| Objective |
Can you scale the items between the lines holding "of the black" and "pixel 781 461", inclusive, by giving only those lines again with the requests unchanged and every point coordinate in the answers multiplied by 1.45 and rounded to a whole number, halves up?

| Records to process |
——

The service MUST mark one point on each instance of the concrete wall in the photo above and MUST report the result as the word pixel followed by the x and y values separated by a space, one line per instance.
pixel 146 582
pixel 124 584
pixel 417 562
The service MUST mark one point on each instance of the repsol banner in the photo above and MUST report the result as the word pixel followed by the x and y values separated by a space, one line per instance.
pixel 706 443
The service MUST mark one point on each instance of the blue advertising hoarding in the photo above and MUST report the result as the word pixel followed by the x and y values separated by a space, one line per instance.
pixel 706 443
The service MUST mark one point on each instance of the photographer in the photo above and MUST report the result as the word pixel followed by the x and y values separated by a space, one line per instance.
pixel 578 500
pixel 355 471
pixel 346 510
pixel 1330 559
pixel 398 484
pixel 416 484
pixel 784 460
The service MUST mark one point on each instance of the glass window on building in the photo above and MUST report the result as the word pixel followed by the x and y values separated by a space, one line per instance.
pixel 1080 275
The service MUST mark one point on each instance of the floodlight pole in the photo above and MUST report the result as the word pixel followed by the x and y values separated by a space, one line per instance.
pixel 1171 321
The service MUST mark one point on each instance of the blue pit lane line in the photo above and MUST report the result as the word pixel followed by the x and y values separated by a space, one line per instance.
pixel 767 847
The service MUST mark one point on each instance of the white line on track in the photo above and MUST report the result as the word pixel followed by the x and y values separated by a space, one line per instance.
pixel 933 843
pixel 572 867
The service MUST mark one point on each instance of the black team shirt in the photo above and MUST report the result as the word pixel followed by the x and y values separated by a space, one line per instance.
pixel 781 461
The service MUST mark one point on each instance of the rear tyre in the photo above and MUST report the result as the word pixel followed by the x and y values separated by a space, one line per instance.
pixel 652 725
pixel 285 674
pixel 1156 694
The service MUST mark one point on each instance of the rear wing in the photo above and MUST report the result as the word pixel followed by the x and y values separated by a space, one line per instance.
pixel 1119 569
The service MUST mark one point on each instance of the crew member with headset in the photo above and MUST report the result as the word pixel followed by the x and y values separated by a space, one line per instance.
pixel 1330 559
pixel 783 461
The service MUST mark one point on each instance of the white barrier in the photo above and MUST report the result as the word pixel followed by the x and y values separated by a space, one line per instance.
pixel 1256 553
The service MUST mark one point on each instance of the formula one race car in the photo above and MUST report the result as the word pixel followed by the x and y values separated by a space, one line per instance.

——

| Complete answer |
The service MUST mark one point on each instance of the black team shirt in the photo above and MUST report the result as the word pixel followed by the x and y values separated by a space, one line per instance.
pixel 1132 668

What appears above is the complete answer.